WRITTEN TASK: Read the passage on the study of emotion below. For each statement, answer yes or no on whether it agrees with the passage, and quote the deciding words: 1. Only one facial signal of positive emotion, the smile, had been studied. 2. English has more words for positive emotions than for negative ones. 3. The author coded hundreds of hours of people talking about the deaths of their spouses.

EXTRACT PROVIDED:
+++
When I began my study of emotion fifteen years ago, the bad is stronger than the good thesis found a comfortable home in the literature on emotion. Empirical studies were quick to find that there are more words in the English language that represent negative than positive emotions. Only one signal of positive emotion in the face, the smile, had been studied, compared to the five or six signals of negative emotion. Nothing was known about how positive emotions activate our autonomic nervous system, which controls basic bodily functions like digestion, blood flow, breathing, and sexual response. These empirical facts led many in the field to the view that positive emotions are in reality by-products of negative states. For example, my first response is fear toward someone I don’t know, and upon recognizing that such a person is familiar and safe, I experience warmth and love; affection is in actuality the cessation of fear. Scientists were quick to take the next step: The negative emotions are rooted deeper in human nature than positive emotions, and are a more active currency in our daily living. The jen ratio of the science of emotion hovered near 0.

As I have applied the Darwinian lens to the emotions the past fifteen years, another swath of human nature was revealed to me, positive emotions that bring the good in others to completion. I kept encountering fleeting two-or three-second emotions that belonged in the numerator of the jen ratio. As I painstakingly coded hundreds of hours of people talking about the deaths of their spouses, I witnessed laughs that acted like brief journeys to a more peaceful state. In the surge of affection between romantic partners, I saw brief head tilts, smiles, and open-handed gestures. I saw teasers, once playfully vicious, soothe their targets with quarter-second touches to the shoulders and fleeting eye-to-eye affirmation. I observed sexual interest sweep over flirtatious young suitors’ faces in lip puckers and lip bites. After being startled, people recovered their poise briefly, but then collapsed, disheveled, into a state of embarrassment, looking askance, blushing, touching their faces, and smiling awkwardly. When I presented images of these abashed participants to others, these viewers would sigh vocalizations that provided clues to the origins of compassion.

The canonical studies of human emotion, studies of the universality of facial expression, of how emotion is registered in the nervous system, how emotion shapes judgment and decision making, had never looked into these states. The groundbreaking studies of emotion had only examined one state covered by the term “happiness.” But research is often misled by “ordinary” language, the language we speak rather than the language of scientific theory. Happiness is a diffuse term. It masks important distinctions between emotions such as gratitude, awe, contentment, pride, love, compassion and desire—the focus of this book—as well as expressive behaviors such as teasing, touch, and laughter. This narrow concentration on “happiness” has stunted our scientific understanding of the emotions that move people toward higher jen ratios. By solely asking “Am I happy?” we miss out on the many nuances of the meaningful life.
+++
EXCERPTED RECORDS:
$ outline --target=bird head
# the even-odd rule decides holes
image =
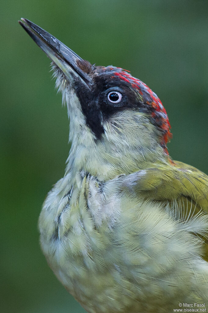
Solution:
[[[32,22],[19,22],[52,60],[67,103],[69,168],[84,168],[97,176],[99,170],[105,179],[170,160],[168,118],[146,85],[120,68],[92,65]]]

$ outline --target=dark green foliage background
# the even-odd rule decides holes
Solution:
[[[68,121],[49,59],[17,20],[146,83],[169,116],[171,155],[208,173],[208,1],[8,0],[1,8],[1,310],[83,312],[39,247],[37,221],[64,174]]]

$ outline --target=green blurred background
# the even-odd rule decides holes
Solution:
[[[17,21],[28,18],[83,58],[129,70],[146,83],[168,114],[171,155],[208,173],[208,1],[1,3],[0,310],[83,312],[39,247],[37,219],[64,174],[69,122],[49,59]]]

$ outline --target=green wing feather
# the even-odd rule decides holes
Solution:
[[[208,176],[193,167],[174,161],[169,165],[154,164],[123,177],[123,186],[128,192],[145,199],[175,202],[180,207],[182,216],[208,214]],[[204,243],[202,257],[208,261],[208,229],[200,237]]]

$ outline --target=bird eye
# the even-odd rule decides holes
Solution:
[[[116,90],[112,90],[108,94],[108,99],[110,102],[117,103],[120,102],[122,99],[122,95],[120,92]]]

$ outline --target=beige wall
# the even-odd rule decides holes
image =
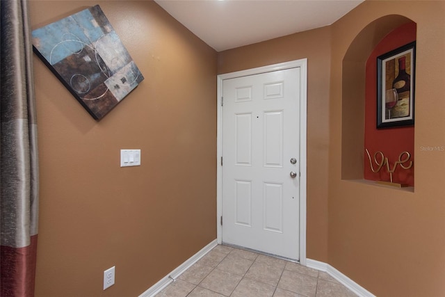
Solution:
[[[216,52],[152,1],[29,4],[33,29],[99,4],[145,77],[96,122],[34,57],[36,296],[138,296],[216,238]]]
[[[332,26],[218,55],[151,1],[31,1],[33,27],[96,3],[145,79],[95,122],[35,57],[38,296],[136,296],[214,239],[216,74],[304,58],[308,258],[379,296],[443,294],[445,152],[425,147],[445,146],[445,2],[366,1]],[[355,166],[342,150],[355,138],[342,130],[351,111],[342,109],[343,60],[368,24],[390,14],[417,24],[414,192],[342,179],[342,167]],[[363,50],[392,25],[368,27]],[[140,148],[143,166],[119,168],[122,148]],[[363,172],[343,178],[355,170]],[[102,291],[113,265],[116,284]]]
[[[445,146],[444,6],[366,1],[329,27],[218,55],[218,73],[308,58],[307,257],[379,296],[445,292],[445,152],[425,148]],[[387,15],[404,17],[374,22]],[[363,177],[366,58],[408,19],[417,24],[416,187],[410,192],[342,180]],[[360,70],[343,73],[351,67]]]
[[[341,81],[342,61],[356,36],[388,15],[401,15],[417,24],[414,193],[341,180],[342,163],[350,165],[342,159],[358,156],[342,156],[341,139],[343,147],[355,145],[342,118],[356,111],[342,102],[348,96],[345,91],[353,91],[345,87],[342,93],[342,83],[348,83]],[[379,296],[439,296],[445,292],[445,152],[424,149],[445,146],[444,15],[444,1],[366,1],[332,26],[329,263]],[[366,28],[367,38],[356,50],[371,53],[391,28],[391,19],[398,21],[385,18]],[[364,73],[359,75],[364,77]],[[362,90],[358,94],[363,97],[357,100],[364,100]],[[362,146],[362,156],[357,158],[361,164],[363,150]]]

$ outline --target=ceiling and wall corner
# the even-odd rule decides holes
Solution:
[[[217,51],[329,26],[364,0],[154,0]]]

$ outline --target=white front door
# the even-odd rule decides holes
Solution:
[[[300,71],[222,84],[222,241],[297,260]]]

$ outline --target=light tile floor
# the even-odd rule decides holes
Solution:
[[[156,297],[355,297],[329,274],[218,245]]]

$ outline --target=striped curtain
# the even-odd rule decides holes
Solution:
[[[0,296],[33,296],[39,184],[27,2],[1,0],[0,13]]]

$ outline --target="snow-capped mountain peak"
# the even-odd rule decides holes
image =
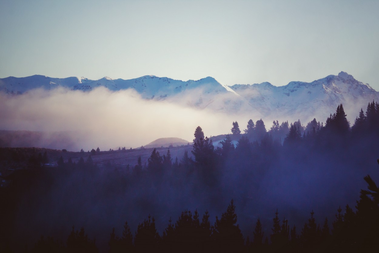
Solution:
[[[55,78],[40,75],[0,79],[0,91],[12,95],[37,88],[51,90],[63,87],[90,91],[100,86],[113,91],[133,89],[147,100],[166,100],[198,109],[290,120],[302,119],[310,121],[315,117],[324,120],[340,103],[348,103],[344,104],[347,111],[349,105],[364,108],[368,101],[379,98],[378,92],[368,84],[343,71],[309,83],[292,81],[279,87],[267,82],[228,86],[210,76],[186,81],[152,75],[129,80],[107,76],[98,80],[83,77]],[[351,116],[353,119],[356,115]]]

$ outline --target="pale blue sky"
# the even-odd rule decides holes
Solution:
[[[379,1],[0,0],[0,77],[228,85],[341,71],[379,90]]]

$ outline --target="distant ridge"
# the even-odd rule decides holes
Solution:
[[[189,142],[180,138],[169,137],[168,138],[160,138],[153,141],[149,144],[144,146],[146,148],[157,148],[163,146],[168,147],[170,145],[173,147],[186,145],[192,142]]]
[[[63,87],[89,92],[99,87],[113,91],[132,89],[147,100],[164,100],[230,115],[248,115],[254,121],[260,118],[290,122],[300,119],[306,123],[316,118],[322,122],[341,103],[348,119],[353,121],[360,108],[365,108],[369,101],[379,100],[379,92],[343,71],[311,82],[292,81],[282,86],[268,82],[228,86],[209,76],[186,81],[153,75],[130,80],[108,77],[98,80],[83,77],[55,78],[38,75],[0,78],[0,92],[11,95],[37,88],[50,90]]]

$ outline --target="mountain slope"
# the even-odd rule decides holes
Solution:
[[[290,120],[298,118],[309,121],[316,117],[324,121],[341,103],[348,111],[351,108],[357,111],[352,113],[357,114],[359,108],[364,109],[368,101],[379,98],[379,93],[368,84],[344,72],[310,83],[293,81],[276,87],[263,82],[230,87],[263,114],[273,118],[293,115],[287,118]]]
[[[379,100],[379,93],[344,72],[311,82],[293,81],[279,87],[267,82],[228,86],[210,77],[186,81],[155,76],[129,80],[108,77],[98,80],[83,77],[55,78],[38,75],[0,79],[0,91],[8,94],[59,87],[83,91],[99,87],[114,91],[133,89],[147,100],[257,118],[255,120],[260,117],[290,121],[300,119],[304,123],[314,117],[324,121],[340,103],[344,104],[351,121],[359,108],[364,109],[368,101]]]

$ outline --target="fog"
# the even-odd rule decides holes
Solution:
[[[185,100],[181,95],[172,98],[178,102]],[[164,137],[191,142],[198,125],[206,135],[223,134],[230,132],[232,122],[238,119],[182,104],[147,100],[132,90],[112,92],[102,87],[90,92],[58,88],[38,89],[15,96],[2,94],[0,129],[46,133],[38,143],[40,145],[47,142],[52,133],[64,131],[66,139],[71,141],[57,141],[64,144],[49,147],[86,151],[99,147],[108,150],[135,148]]]

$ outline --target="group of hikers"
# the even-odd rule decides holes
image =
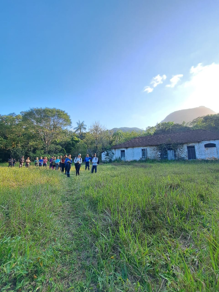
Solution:
[[[89,154],[87,154],[86,155],[84,161],[84,163],[85,163],[85,170],[86,170],[87,168],[88,170],[90,170],[90,161],[91,161],[92,164],[91,173],[93,173],[94,171],[96,173],[96,172],[97,165],[99,164],[99,160],[96,157],[96,153],[94,153],[92,156],[92,157],[90,157]],[[74,160],[76,175],[80,175],[80,169],[82,162],[81,156],[81,154],[79,153],[77,157],[76,157]],[[25,160],[24,156],[22,156],[19,161],[19,167],[22,167],[23,166],[24,161],[25,162],[25,167],[29,167],[31,162],[30,160],[30,158],[27,157]],[[50,169],[59,170],[60,171],[61,171],[62,173],[64,173],[65,172],[65,174],[68,177],[70,177],[70,170],[72,163],[72,160],[70,154],[69,154],[68,156],[67,154],[65,154],[63,156],[60,155],[60,156],[57,156],[57,157],[52,156],[49,162],[46,156],[45,156],[43,158],[41,156],[40,159],[39,159],[38,157],[36,157],[34,162],[34,165],[36,166],[45,167],[47,167],[47,163],[49,164]],[[16,163],[17,162],[14,158],[9,159],[8,160],[8,167],[13,167]]]

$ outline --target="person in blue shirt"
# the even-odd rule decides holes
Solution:
[[[58,156],[57,159],[55,159],[55,169],[56,170],[59,166],[59,163],[60,162],[60,159],[59,159],[59,156]]]
[[[43,163],[43,159],[42,156],[40,157],[40,159],[39,160],[39,166],[42,166]]]
[[[90,170],[90,161],[92,160],[92,159],[91,157],[89,157],[89,154],[87,154],[84,161],[84,163],[85,163],[85,170],[87,169],[87,167],[88,168],[88,170]]]
[[[71,164],[72,163],[72,160],[71,158],[71,154],[69,154],[68,157],[66,158],[65,162],[65,167],[66,170],[67,177],[70,177],[70,170],[71,167]]]

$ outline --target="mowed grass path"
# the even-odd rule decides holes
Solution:
[[[0,168],[2,291],[219,290],[218,163],[97,171]]]

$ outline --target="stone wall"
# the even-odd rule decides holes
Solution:
[[[216,147],[205,148],[205,144],[213,143],[216,144]],[[196,159],[217,159],[219,157],[219,140],[209,140],[195,143],[186,143],[180,144],[175,151],[176,159],[188,159],[187,146],[195,146]],[[170,147],[171,145],[170,145]],[[112,149],[110,152],[110,157],[112,160],[121,157],[121,150],[125,150],[126,161],[139,160],[142,159],[142,149],[147,149],[147,158],[149,159],[160,159],[160,154],[159,149],[156,146],[145,147],[130,147]],[[103,161],[107,160],[106,152],[102,154]]]

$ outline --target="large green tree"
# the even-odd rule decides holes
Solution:
[[[118,145],[118,143],[120,142],[123,137],[123,133],[121,130],[118,130],[112,134],[112,138],[114,141],[116,142]]]
[[[219,114],[197,117],[193,120],[190,125],[193,129],[219,131]]]
[[[86,131],[86,130],[87,128],[86,127],[87,125],[84,123],[84,121],[83,121],[81,123],[80,120],[78,120],[78,122],[76,122],[76,124],[77,124],[77,127],[74,128],[74,129],[75,130],[76,133],[79,133],[79,140],[81,142],[81,133],[83,133],[84,131]]]
[[[29,130],[43,141],[46,154],[52,143],[60,139],[63,131],[71,124],[68,114],[57,108],[33,108],[21,113]]]

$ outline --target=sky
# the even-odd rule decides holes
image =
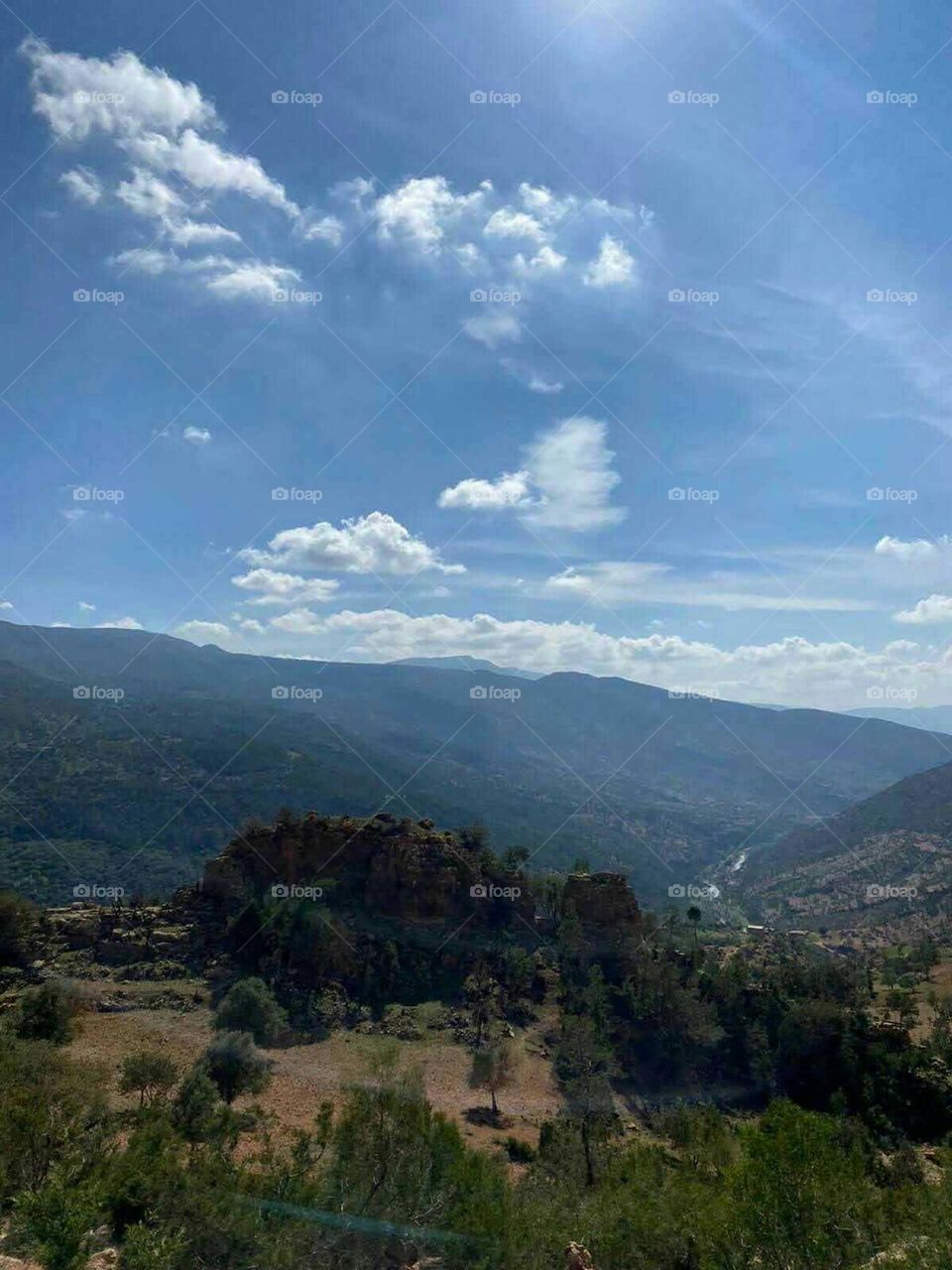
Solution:
[[[944,6],[0,37],[0,617],[952,701]]]

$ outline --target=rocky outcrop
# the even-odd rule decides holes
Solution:
[[[487,866],[482,847],[432,820],[308,815],[249,829],[206,866],[202,894],[234,906],[251,895],[320,890],[335,908],[414,925],[534,926],[526,879]]]
[[[625,874],[570,874],[565,899],[583,926],[617,930],[637,923],[641,917]]]

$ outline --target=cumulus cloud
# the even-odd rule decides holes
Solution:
+++
COMPLETED TASK:
1. Yes: "Only one signal of positive emotion in the face, the smile, had been studied"
2. No: "there are more words in the English language that represent negative than positive emotions"
3. Yes: "I painstakingly coded hundreds of hours of people talking about the deaths of their spouses"